[Saved entries]
-------

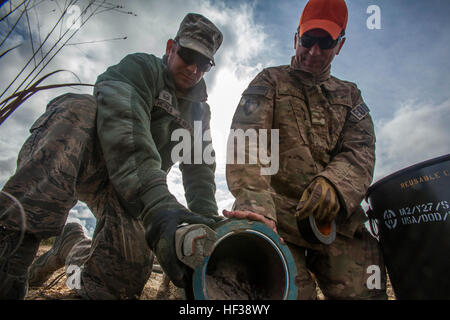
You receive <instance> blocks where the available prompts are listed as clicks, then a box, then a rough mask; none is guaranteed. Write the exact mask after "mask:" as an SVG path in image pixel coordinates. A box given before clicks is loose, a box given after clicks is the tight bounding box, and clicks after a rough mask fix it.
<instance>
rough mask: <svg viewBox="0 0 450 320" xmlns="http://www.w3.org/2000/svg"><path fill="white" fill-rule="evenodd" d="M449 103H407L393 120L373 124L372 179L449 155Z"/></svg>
mask: <svg viewBox="0 0 450 320" xmlns="http://www.w3.org/2000/svg"><path fill="white" fill-rule="evenodd" d="M449 123H450V100H446V101H444V102H442V103H441V104H432V103H428V104H424V103H416V102H408V103H405V104H404V105H403V106H401V107H400V108H399V109H398V110H397V111H396V112H395V113H394V115H393V117H392V119H389V120H387V121H380V122H378V123H376V135H377V162H376V168H375V180H378V179H379V178H382V177H383V176H386V175H387V174H390V173H393V172H395V171H397V170H400V169H402V168H404V167H407V166H410V165H413V164H415V163H418V162H421V161H425V160H428V159H432V158H435V157H438V156H441V155H445V154H448V153H450V144H449V143H448V138H449V137H450V127H449V126H448V124H449Z"/></svg>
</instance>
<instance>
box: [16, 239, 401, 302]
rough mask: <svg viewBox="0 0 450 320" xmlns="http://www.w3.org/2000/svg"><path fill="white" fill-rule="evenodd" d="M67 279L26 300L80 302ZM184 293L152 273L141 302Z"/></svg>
mask: <svg viewBox="0 0 450 320" xmlns="http://www.w3.org/2000/svg"><path fill="white" fill-rule="evenodd" d="M49 249H50V246H49V245H41V247H40V248H39V251H38V256H39V255H41V254H43V253H44V252H46V251H47V250H49ZM66 280H67V277H66V275H65V272H64V268H61V269H59V270H58V271H56V272H55V273H54V274H53V275H52V276H51V277H50V279H49V280H47V282H46V283H45V284H44V285H43V286H42V287H38V288H30V289H29V291H28V295H27V296H26V298H25V299H26V300H79V299H80V297H79V296H78V295H77V293H76V292H75V291H74V290H72V289H70V288H69V287H68V286H67V285H66ZM387 293H388V297H389V300H395V296H394V292H393V290H392V286H391V283H390V281H389V278H388V289H387ZM317 296H318V298H319V299H320V300H323V299H324V296H323V294H322V292H321V291H320V289H319V288H318V287H317ZM181 299H183V295H182V293H181V292H180V291H179V290H178V289H177V288H176V287H175V286H174V285H173V284H172V283H171V282H169V281H168V278H167V277H165V276H164V275H163V274H162V273H157V272H152V275H151V277H150V279H149V280H148V282H147V283H146V285H145V287H144V290H143V292H142V295H141V300H181Z"/></svg>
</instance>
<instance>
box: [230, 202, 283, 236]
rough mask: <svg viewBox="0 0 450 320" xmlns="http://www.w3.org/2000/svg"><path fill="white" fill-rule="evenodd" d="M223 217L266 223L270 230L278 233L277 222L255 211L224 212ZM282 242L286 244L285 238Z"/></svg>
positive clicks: (241, 210) (236, 211)
mask: <svg viewBox="0 0 450 320" xmlns="http://www.w3.org/2000/svg"><path fill="white" fill-rule="evenodd" d="M222 213H223V215H224V216H225V217H227V218H229V219H233V218H234V219H248V220H252V221H259V222H262V223H264V224H265V225H266V226H267V227H269V228H270V229H272V230H273V231H274V232H275V233H278V231H277V225H276V223H275V221H273V220H271V219H269V218H266V217H264V216H263V215H262V214H259V213H256V212H253V211H248V210H235V211H228V210H223V211H222ZM280 241H281V243H284V240H283V238H281V237H280Z"/></svg>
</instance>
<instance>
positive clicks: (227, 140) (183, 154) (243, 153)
mask: <svg viewBox="0 0 450 320" xmlns="http://www.w3.org/2000/svg"><path fill="white" fill-rule="evenodd" d="M269 135H270V138H269ZM211 140H212V139H211V132H210V130H205V131H204V132H203V131H202V122H201V121H194V131H193V135H191V132H190V131H189V130H187V129H183V128H179V129H176V130H174V131H173V132H172V135H171V141H176V142H178V143H177V144H176V145H175V146H174V147H173V148H172V152H171V160H172V162H173V163H176V162H182V163H184V164H202V163H205V164H213V163H214V162H215V153H214V149H213V147H212V141H211ZM226 144H227V155H226V163H227V164H250V165H252V164H253V165H259V166H260V173H261V175H275V174H277V172H278V169H279V130H278V129H258V130H256V129H247V130H245V131H244V130H243V129H231V130H230V132H229V135H228V138H227V143H226ZM269 149H270V150H269ZM247 158H248V160H247Z"/></svg>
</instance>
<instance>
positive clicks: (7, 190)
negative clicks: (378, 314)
mask: <svg viewBox="0 0 450 320" xmlns="http://www.w3.org/2000/svg"><path fill="white" fill-rule="evenodd" d="M222 39H223V36H222V33H221V32H220V30H219V29H217V27H216V26H215V25H214V24H213V23H212V22H211V21H210V20H208V19H207V18H205V17H204V16H202V15H200V14H194V13H190V14H188V15H186V17H185V18H184V19H183V21H182V22H181V24H180V28H179V30H178V33H177V35H176V37H175V39H170V40H168V41H167V45H166V54H165V56H164V57H163V58H162V59H161V58H158V57H156V56H154V55H151V54H145V53H134V54H130V55H128V56H126V57H125V58H124V59H123V60H122V61H120V62H119V63H118V64H117V65H114V66H111V67H109V68H108V69H107V70H106V71H105V72H104V73H103V74H101V75H100V76H99V77H98V78H97V82H96V84H95V89H94V96H91V95H80V94H72V93H69V94H65V95H63V96H60V97H57V98H55V99H54V100H52V101H51V102H50V103H49V104H48V106H47V112H46V113H45V114H44V115H42V116H41V117H40V118H39V119H38V120H37V121H36V122H35V124H34V125H33V126H32V128H31V129H30V131H31V136H30V138H29V139H28V140H27V141H26V143H25V144H24V146H23V148H22V150H21V152H20V154H19V159H18V167H17V170H16V173H15V174H14V176H12V177H11V178H10V179H9V181H8V182H7V183H6V184H5V186H4V188H3V191H4V193H2V194H1V196H0V267H1V268H0V299H23V298H24V296H25V295H26V292H27V287H28V282H29V283H30V285H33V286H39V285H42V284H43V283H44V282H45V281H46V280H47V279H48V278H49V277H50V275H51V274H52V273H53V272H54V271H56V270H57V269H59V268H61V267H63V266H64V264H65V265H66V270H67V271H66V272H67V273H68V281H69V283H70V286H71V288H72V289H75V290H76V291H77V293H78V294H79V295H81V296H82V297H83V298H86V299H137V298H139V296H140V294H141V292H142V289H143V288H144V285H145V283H146V282H147V280H148V278H149V276H150V273H151V270H152V263H153V253H154V254H155V255H156V256H157V258H158V261H159V263H160V264H161V266H162V267H163V269H164V271H165V272H166V273H167V274H168V276H169V278H170V279H171V280H172V282H173V283H174V284H175V285H177V286H179V287H185V286H186V285H188V284H189V277H190V272H191V271H190V270H189V269H188V268H187V267H186V266H185V265H183V264H182V263H181V262H180V261H178V259H177V256H176V249H175V245H174V238H175V230H176V227H177V226H179V225H180V224H183V223H187V224H190V223H192V224H197V223H198V224H205V225H211V224H214V223H215V222H216V221H217V220H219V216H218V212H217V204H216V200H215V189H216V187H215V182H214V171H215V162H214V160H213V161H210V160H211V159H208V161H206V160H205V159H202V161H200V163H199V161H185V162H182V163H180V169H181V171H182V175H183V185H184V188H185V196H186V201H187V207H185V206H184V205H182V204H180V203H179V202H178V201H177V199H176V198H175V196H173V195H172V194H171V193H170V192H169V190H168V187H167V181H166V176H167V173H168V172H169V170H170V168H171V167H172V165H173V164H174V162H176V160H177V159H173V158H172V149H173V148H174V146H175V145H177V144H178V143H179V141H172V139H171V138H172V133H173V132H174V131H175V130H177V129H182V130H184V131H186V132H188V135H191V136H193V135H194V131H195V128H196V127H200V129H201V136H202V137H203V134H204V133H205V132H206V131H207V130H209V122H210V108H209V105H208V104H207V103H206V100H207V93H206V85H205V81H204V80H203V76H204V75H205V73H206V72H208V71H210V69H211V68H212V67H213V66H214V55H215V53H216V51H217V50H218V48H219V47H220V45H221V43H222ZM198 123H201V126H198ZM191 141H192V146H191V148H194V146H193V144H194V141H195V139H191ZM197 143H198V141H197ZM202 143H203V144H202V148H203V149H202V154H204V153H203V151H205V150H206V148H208V150H209V153H210V154H211V153H212V154H213V150H212V148H211V147H212V146H211V144H210V143H208V142H204V141H203V142H202ZM193 150H194V149H192V150H184V151H183V152H186V151H191V153H192V154H194V152H193ZM183 159H185V158H184V155H183ZM77 200H81V201H83V202H85V203H86V204H87V205H88V207H89V208H90V209H91V211H92V212H93V213H94V215H95V216H96V218H97V224H96V229H95V232H94V236H93V239H92V240H91V239H89V238H87V237H85V235H84V234H83V230H82V228H81V226H80V225H79V224H77V223H68V224H66V225H65V222H66V219H67V216H68V214H69V211H70V209H72V207H73V206H74V205H75V204H76V203H77ZM18 204H20V205H21V206H22V208H23V210H20V206H18ZM24 221H25V222H26V224H25V223H24ZM64 225H65V226H64ZM58 235H59V236H58ZM51 236H58V237H57V238H56V240H55V244H54V245H53V247H52V249H51V250H50V251H48V252H47V253H45V254H43V255H42V256H41V257H39V258H38V259H36V260H35V261H34V263H33V264H32V265H31V263H32V261H33V258H34V257H35V255H36V252H37V249H38V247H39V243H40V241H41V239H45V238H48V237H51ZM152 251H153V253H152ZM30 265H31V268H30V269H29V267H30ZM28 269H29V272H28Z"/></svg>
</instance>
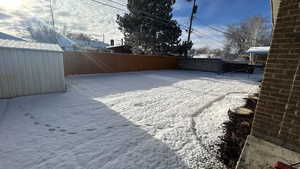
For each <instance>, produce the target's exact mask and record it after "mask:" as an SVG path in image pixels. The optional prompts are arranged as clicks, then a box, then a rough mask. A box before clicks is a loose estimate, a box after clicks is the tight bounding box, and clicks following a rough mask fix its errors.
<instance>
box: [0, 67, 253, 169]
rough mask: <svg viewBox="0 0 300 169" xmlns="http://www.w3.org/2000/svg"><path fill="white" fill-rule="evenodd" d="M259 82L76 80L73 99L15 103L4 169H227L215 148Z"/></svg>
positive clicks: (242, 80) (0, 166)
mask: <svg viewBox="0 0 300 169" xmlns="http://www.w3.org/2000/svg"><path fill="white" fill-rule="evenodd" d="M252 78H253V79H256V77H255V76H252V77H250V78H249V77H248V75H243V74H225V75H216V74H212V73H201V72H189V71H153V72H152V71H149V72H139V73H116V74H101V75H91V76H74V77H70V78H68V82H69V91H68V92H67V93H64V94H52V95H43V96H31V97H22V98H17V99H13V100H11V101H10V104H9V107H8V109H7V113H6V114H7V115H6V116H5V119H3V121H2V123H0V164H1V165H0V168H1V167H3V168H5V169H27V168H28V169H29V168H30V169H35V168H60V169H61V168H63V169H68V168H76V169H86V168H90V169H96V168H97V169H99V168H101V169H125V168H132V169H135V168H136V169H142V168H143V169H144V168H149V169H150V168H151V169H153V168H155V169H167V168H170V169H174V168H178V169H179V168H180V169H182V168H224V166H223V165H222V164H221V163H220V162H219V161H218V160H217V159H216V150H215V149H216V147H214V144H215V143H217V142H218V136H220V135H221V134H222V129H221V124H222V123H223V122H224V121H226V120H227V115H226V113H227V110H228V108H229V107H231V106H233V105H239V104H242V99H241V98H242V97H243V95H245V93H251V92H254V91H256V90H257V83H256V82H255V81H254V80H253V79H252ZM235 92H242V93H243V94H239V93H235ZM1 169H2V168H1Z"/></svg>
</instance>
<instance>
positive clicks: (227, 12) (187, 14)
mask: <svg viewBox="0 0 300 169" xmlns="http://www.w3.org/2000/svg"><path fill="white" fill-rule="evenodd" d="M197 4H198V6H199V8H198V13H197V14H196V17H197V18H198V19H195V20H194V25H193V29H194V30H195V31H194V32H197V33H194V34H192V41H193V42H194V48H198V47H209V48H223V45H224V35H223V34H222V33H220V32H216V31H215V30H212V29H211V28H210V27H209V25H213V26H215V27H217V28H219V29H223V30H225V29H226V25H228V24H237V23H240V22H242V21H243V20H245V19H247V18H249V17H251V16H258V15H261V16H264V17H266V18H267V19H268V20H269V23H270V24H271V9H270V1H269V0H197ZM191 8H192V3H191V2H186V0H177V2H176V4H175V5H174V11H173V13H174V17H175V19H176V20H177V21H178V22H179V23H180V24H183V25H188V24H189V17H190V14H191ZM186 39H187V33H186V32H185V31H183V35H182V40H186Z"/></svg>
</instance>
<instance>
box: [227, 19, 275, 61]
mask: <svg viewBox="0 0 300 169" xmlns="http://www.w3.org/2000/svg"><path fill="white" fill-rule="evenodd" d="M271 37H272V35H271V26H270V24H268V22H267V19H266V18H264V17H262V16H254V17H250V18H248V19H247V20H246V21H245V22H243V23H241V24H234V25H228V26H227V31H226V33H225V39H226V41H225V47H224V52H225V54H227V55H235V56H236V57H237V56H240V55H242V54H245V52H246V51H247V49H249V48H250V47H254V46H268V45H270V41H271Z"/></svg>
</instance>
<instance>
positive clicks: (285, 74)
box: [237, 0, 300, 169]
mask: <svg viewBox="0 0 300 169" xmlns="http://www.w3.org/2000/svg"><path fill="white" fill-rule="evenodd" d="M279 2H280V3H279ZM272 6H273V7H272V9H273V17H274V18H273V22H274V26H275V29H274V32H273V38H272V44H271V50H270V53H269V55H268V59H267V63H266V68H265V72H264V80H263V82H262V84H261V90H260V95H259V100H258V104H257V106H256V111H255V117H254V122H253V125H252V130H251V135H250V136H248V139H247V142H246V144H245V146H244V149H243V153H242V155H241V157H240V161H239V163H238V167H237V169H261V168H298V167H299V165H295V166H293V167H292V166H288V167H272V164H274V163H276V162H278V161H281V162H284V163H287V164H288V165H291V164H296V163H299V162H300V87H299V86H300V50H299V45H300V37H299V34H300V29H299V27H300V22H299V21H298V20H299V18H300V1H299V0H281V1H279V0H273V1H272ZM278 6H279V8H278Z"/></svg>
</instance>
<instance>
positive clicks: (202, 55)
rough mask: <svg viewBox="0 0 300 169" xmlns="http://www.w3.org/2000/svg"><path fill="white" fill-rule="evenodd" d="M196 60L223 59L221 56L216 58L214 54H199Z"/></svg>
mask: <svg viewBox="0 0 300 169" xmlns="http://www.w3.org/2000/svg"><path fill="white" fill-rule="evenodd" d="M193 58H195V59H222V57H221V56H215V55H214V54H198V55H195V56H193Z"/></svg>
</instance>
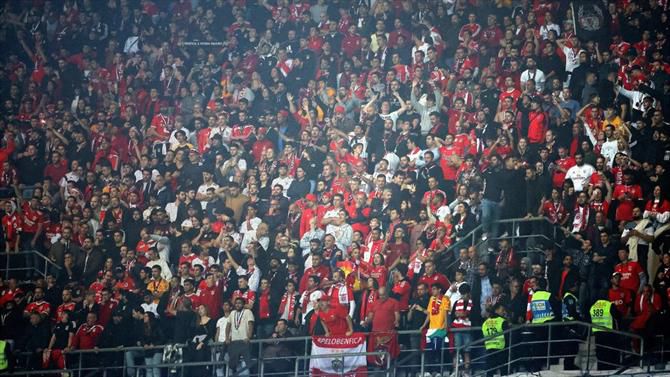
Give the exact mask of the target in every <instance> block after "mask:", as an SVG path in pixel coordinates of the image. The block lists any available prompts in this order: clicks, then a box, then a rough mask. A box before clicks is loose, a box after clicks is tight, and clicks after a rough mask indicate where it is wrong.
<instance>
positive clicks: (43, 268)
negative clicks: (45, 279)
mask: <svg viewBox="0 0 670 377" xmlns="http://www.w3.org/2000/svg"><path fill="white" fill-rule="evenodd" d="M28 258H33V261H31V262H30V263H26V261H27V259H28ZM3 259H4V260H3ZM0 260H3V262H4V263H3V264H4V266H3V268H2V269H3V271H4V277H5V278H8V277H23V276H25V275H26V274H28V273H30V274H31V275H32V274H33V273H34V274H37V275H40V276H42V277H44V278H45V277H46V276H47V275H48V274H49V272H52V271H60V270H61V267H60V266H59V265H57V264H56V263H54V262H53V261H52V260H51V259H49V257H48V256H46V255H44V254H42V253H40V252H39V251H37V250H24V251H19V252H4V253H0ZM35 261H36V262H35ZM42 267H43V268H42Z"/></svg>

-------

_TASK DESCRIPTION_: Swap "clicks" for "taps" in the entries from the start through the line holding "103H407L393 120L373 124L372", inclusive, changing nothing else. Give back only those lines, leaving out the pictures.

_OUTPUT OF THE TASK_:
You receive <instance> blocks where the available prompts are listed as taps, then a box, then a rough mask; none is guaranteed. Write the exact mask after "mask:" as an SVG path in image pixel coordinates. A box given before taps is loose, a box given after taps is the tight bounding box, and taps after a rough mask fix it.
<instance>
rough mask: <svg viewBox="0 0 450 320" xmlns="http://www.w3.org/2000/svg"><path fill="white" fill-rule="evenodd" d="M449 103H407L393 120L373 124L372 179L449 155Z"/></svg>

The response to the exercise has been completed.